◆ **TEXT EXTRACT**
++++

# oh no, Friday the 13th jinx



## LibertyME (Jan 6, 2007)

congratulations....sounds like you and Tito had a wonderful time!


----------



## vrocco1 (Feb 25, 2006)

Congratulations! I sure hope it is not the kiss of death for your puppy's show career. 

Good luck!


----------



## vrocco1 (Feb 25, 2006)

Oh BTW... You know it is against the rules to post a brag without photos!


----------



## hotel4dogs (Sep 29, 2008)

LOL, I thought I'd better get the brag in first in case the photos didn't come out very good!
Never fails, you think he looks awesome and then you look at the photo and he's got his front legs crossed, one lip caught on a canine, and a big wad of drool hanging off his mouth...one ear flipped back....the other laid flat on his head....coat sticking straight up.....




vrocco1 said:


> Oh BTW... You know it is against the rules to post a brag without photos!


----------



## goldengirls550 (Jun 12, 2008)

++++

◆ **COMPLETE THE FOLLOWING**
1. Copy verbatim the lines of the records from the line with "Place a point on the daisy" up to and including the line with "<point>487,51</point>".
2. Continue the forum thread about the Friday the 13th jinx from the point where it stops.

Dataset rows showing where objects appear:

++++

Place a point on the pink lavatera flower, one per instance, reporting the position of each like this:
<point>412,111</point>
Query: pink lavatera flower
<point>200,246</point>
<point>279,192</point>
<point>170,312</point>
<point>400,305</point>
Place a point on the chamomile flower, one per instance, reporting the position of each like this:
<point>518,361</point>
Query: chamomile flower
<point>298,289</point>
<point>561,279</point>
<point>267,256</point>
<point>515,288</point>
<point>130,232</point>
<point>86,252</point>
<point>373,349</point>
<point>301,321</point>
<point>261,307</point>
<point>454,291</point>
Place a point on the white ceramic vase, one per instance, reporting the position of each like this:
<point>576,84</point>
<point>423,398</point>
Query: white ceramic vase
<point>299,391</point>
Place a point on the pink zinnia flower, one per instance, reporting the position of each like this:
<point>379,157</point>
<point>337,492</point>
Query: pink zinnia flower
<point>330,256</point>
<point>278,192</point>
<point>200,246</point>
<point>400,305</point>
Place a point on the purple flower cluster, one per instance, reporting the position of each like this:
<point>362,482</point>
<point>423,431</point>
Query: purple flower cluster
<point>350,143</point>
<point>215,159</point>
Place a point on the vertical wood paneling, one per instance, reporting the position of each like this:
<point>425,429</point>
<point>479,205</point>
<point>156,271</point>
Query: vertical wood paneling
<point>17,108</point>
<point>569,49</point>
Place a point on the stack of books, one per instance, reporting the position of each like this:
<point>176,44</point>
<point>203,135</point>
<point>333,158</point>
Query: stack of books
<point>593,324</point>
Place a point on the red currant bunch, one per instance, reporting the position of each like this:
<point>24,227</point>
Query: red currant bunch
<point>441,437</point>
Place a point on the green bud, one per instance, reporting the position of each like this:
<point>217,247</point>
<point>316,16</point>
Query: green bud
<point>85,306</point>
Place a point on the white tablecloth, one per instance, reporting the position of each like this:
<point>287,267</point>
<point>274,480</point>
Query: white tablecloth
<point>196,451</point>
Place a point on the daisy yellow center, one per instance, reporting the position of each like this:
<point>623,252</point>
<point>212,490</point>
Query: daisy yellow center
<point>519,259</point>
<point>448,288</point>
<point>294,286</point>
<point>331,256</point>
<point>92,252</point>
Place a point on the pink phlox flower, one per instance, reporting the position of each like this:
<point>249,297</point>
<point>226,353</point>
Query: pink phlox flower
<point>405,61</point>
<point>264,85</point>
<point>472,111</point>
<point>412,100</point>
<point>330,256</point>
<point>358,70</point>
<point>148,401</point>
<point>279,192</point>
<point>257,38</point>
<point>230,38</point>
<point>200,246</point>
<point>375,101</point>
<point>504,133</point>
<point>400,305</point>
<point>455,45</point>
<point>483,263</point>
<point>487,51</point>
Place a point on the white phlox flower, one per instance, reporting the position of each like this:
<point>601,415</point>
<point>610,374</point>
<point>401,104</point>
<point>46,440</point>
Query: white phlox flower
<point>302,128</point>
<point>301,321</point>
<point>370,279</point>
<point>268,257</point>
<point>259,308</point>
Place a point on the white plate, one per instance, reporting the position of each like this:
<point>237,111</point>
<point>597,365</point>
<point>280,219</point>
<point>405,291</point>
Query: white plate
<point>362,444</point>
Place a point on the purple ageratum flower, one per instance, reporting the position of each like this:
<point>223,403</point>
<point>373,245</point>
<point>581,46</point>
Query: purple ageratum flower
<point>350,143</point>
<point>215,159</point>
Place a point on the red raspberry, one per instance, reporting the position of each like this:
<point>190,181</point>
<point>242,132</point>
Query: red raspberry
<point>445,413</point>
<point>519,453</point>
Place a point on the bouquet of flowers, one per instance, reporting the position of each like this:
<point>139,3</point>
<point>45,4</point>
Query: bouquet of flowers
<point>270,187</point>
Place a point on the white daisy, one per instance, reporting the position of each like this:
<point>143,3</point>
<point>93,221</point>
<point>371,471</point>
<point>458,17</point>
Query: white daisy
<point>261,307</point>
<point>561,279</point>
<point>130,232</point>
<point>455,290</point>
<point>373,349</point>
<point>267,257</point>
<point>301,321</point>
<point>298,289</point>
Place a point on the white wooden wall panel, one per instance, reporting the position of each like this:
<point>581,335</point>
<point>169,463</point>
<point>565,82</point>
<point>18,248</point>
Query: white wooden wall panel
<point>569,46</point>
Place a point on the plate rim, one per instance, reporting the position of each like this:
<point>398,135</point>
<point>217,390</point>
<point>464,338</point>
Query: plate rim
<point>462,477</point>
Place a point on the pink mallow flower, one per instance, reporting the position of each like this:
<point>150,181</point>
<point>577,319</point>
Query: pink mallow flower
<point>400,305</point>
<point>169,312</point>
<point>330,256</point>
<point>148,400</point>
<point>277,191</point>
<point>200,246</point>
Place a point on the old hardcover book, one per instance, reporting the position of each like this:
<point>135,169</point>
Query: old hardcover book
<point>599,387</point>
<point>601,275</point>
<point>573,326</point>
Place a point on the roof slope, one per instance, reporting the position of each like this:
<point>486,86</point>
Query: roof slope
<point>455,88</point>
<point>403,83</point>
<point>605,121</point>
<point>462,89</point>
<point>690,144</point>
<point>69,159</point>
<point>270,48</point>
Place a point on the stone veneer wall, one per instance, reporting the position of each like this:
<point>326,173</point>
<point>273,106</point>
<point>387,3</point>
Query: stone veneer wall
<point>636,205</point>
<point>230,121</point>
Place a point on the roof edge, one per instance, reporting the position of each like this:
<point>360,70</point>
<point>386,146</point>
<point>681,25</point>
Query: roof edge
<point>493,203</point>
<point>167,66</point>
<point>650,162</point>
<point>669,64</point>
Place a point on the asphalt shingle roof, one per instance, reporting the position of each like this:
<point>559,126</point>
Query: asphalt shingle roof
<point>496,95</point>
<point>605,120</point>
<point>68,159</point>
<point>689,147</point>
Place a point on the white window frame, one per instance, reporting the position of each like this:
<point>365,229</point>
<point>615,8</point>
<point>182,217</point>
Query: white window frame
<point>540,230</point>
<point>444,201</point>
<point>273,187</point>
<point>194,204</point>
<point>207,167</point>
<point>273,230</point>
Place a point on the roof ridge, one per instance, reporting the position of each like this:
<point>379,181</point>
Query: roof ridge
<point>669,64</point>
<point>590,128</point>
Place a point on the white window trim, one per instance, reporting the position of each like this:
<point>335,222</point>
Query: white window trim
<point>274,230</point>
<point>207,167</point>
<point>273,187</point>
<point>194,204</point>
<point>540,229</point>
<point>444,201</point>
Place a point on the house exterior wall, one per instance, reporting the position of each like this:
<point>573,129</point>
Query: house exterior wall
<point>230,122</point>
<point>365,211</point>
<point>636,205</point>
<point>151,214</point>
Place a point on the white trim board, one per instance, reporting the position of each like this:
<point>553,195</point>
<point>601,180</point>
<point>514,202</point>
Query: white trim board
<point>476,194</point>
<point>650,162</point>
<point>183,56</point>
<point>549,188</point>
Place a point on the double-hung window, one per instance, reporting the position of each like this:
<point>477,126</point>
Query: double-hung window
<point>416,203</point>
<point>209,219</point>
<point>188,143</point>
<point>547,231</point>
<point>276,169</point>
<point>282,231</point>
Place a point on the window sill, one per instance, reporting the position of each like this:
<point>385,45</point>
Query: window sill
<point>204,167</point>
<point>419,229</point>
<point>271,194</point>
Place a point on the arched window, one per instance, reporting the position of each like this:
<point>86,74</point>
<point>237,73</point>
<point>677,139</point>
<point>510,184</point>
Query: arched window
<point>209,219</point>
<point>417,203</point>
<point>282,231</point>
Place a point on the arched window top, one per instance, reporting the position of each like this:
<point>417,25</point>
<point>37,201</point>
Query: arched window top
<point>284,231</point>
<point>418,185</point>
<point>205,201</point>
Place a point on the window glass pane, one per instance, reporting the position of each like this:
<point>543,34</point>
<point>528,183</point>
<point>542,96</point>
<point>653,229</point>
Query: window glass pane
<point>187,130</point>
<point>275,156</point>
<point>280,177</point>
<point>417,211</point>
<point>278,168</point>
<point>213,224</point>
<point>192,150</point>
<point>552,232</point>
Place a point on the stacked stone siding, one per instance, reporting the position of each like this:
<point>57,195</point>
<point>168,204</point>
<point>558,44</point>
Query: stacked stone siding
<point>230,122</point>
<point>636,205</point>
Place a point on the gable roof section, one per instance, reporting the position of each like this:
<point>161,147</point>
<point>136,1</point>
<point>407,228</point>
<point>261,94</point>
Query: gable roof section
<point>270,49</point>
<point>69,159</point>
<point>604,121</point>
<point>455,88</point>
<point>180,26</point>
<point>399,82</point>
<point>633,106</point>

++++

◆ **FINAL ANSWERS**
1.
Place a point on the daisy yellow center, one per instance, reporting the position of each like this:
<point>623,252</point>
<point>212,490</point>
Query: daisy yellow center
<point>519,259</point>
<point>448,288</point>
<point>294,286</point>
<point>331,256</point>
<point>92,252</point>
Place a point on the pink phlox flower, one per instance, reporting the position of each like this:
<point>249,297</point>
<point>226,353</point>
Query: pink phlox flower
<point>405,61</point>
<point>264,85</point>
<point>472,111</point>
<point>412,100</point>
<point>330,256</point>
<point>358,70</point>
<point>148,401</point>
<point>279,192</point>
<point>257,38</point>
<point>230,38</point>
<point>200,246</point>
<point>375,101</point>
<point>504,133</point>
<point>400,305</point>
<point>455,45</point>
<point>483,263</point>
<point>487,51</point>

2.
hotel4dogs said:


> LOL, I thought I'd better get the brag in first in case the photos didn't come out very good!
> Never fails, you think he looks awesome and then you look at the photo and he's got his front legs crossed, one lip caught on a canine, and a big wad of drool hanging off his mouth...one ear flipped back....the other laid flat on his head....coat sticking straight up.....


How handsome, Tito! 

I certainly don't think your show career is over! Very funny PG, I would have never thought of it that way! :

GREAT JOB TITO!!!! YOU ARE AWESOME!!!! :--big_grin::nchuck::appl:


----------



## BeauShel (May 20, 2007)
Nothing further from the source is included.